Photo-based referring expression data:
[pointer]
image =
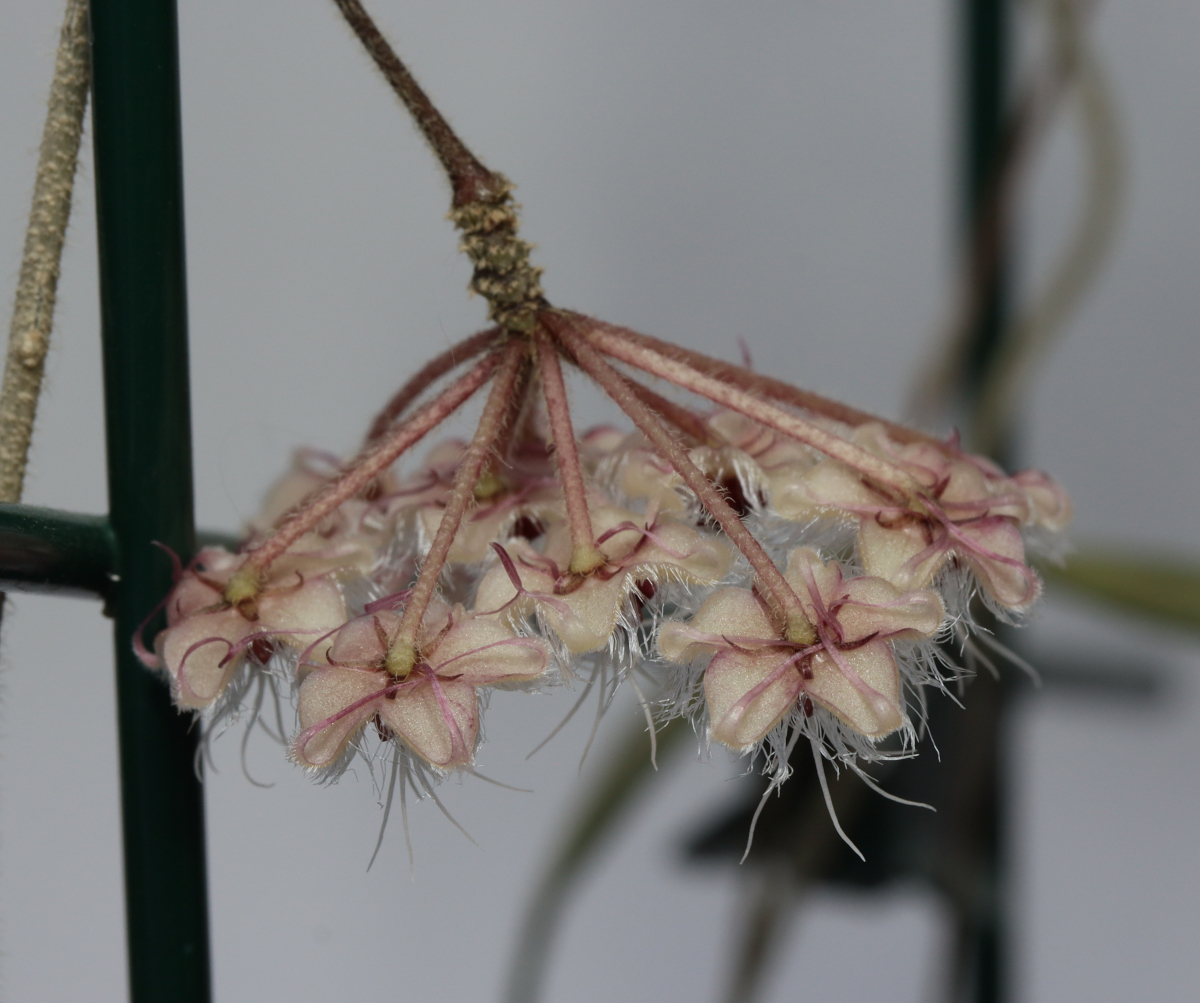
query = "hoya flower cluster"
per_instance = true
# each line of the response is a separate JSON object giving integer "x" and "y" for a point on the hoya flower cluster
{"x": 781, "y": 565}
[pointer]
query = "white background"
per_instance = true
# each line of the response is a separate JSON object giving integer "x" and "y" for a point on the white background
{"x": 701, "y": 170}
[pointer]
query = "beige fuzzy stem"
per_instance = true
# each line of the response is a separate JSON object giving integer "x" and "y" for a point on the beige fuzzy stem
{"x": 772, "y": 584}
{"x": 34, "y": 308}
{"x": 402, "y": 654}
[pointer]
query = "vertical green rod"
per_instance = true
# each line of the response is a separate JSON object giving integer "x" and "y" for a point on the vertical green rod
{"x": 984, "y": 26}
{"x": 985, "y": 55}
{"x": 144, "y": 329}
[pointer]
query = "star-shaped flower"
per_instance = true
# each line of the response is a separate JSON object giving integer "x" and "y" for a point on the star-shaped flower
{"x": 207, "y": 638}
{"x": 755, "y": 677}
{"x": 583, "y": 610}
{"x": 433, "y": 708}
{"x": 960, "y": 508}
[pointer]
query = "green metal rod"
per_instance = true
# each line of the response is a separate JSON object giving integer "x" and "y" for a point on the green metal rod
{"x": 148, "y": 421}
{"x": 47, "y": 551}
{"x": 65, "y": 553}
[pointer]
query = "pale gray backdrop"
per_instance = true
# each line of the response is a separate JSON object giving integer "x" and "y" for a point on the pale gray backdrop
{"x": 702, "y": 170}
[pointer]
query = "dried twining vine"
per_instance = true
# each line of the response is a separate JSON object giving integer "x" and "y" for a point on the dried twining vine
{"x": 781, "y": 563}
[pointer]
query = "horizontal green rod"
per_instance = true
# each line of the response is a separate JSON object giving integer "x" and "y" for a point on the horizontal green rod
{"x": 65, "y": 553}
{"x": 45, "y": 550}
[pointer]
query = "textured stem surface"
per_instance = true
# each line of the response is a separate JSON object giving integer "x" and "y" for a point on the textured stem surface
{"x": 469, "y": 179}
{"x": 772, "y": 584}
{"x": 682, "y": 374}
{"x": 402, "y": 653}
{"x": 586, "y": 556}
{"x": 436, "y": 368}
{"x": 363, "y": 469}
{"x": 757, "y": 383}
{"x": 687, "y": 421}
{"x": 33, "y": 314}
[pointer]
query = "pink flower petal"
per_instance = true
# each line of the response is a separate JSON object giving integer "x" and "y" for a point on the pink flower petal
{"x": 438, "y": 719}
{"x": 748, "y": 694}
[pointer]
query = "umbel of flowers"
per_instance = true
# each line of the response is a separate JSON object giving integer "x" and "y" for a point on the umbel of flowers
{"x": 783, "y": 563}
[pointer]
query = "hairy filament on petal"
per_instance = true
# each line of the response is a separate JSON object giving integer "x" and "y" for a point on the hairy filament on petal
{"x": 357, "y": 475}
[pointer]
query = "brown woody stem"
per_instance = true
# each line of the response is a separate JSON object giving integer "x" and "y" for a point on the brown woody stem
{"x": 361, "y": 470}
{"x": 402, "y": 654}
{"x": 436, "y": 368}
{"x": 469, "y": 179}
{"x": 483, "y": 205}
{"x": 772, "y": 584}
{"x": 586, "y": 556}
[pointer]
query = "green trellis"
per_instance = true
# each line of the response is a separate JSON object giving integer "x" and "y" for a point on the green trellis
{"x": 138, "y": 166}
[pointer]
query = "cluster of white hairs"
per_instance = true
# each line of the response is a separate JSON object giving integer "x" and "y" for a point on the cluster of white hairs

About this exercise. In the records above, find each line with the word "hairs" and copy it out.

Solved exercise.
query = "cluster of white hairs"
# each line of the response is a separate JSON object giving integer "x" and "y" for a point on the cluster of white hairs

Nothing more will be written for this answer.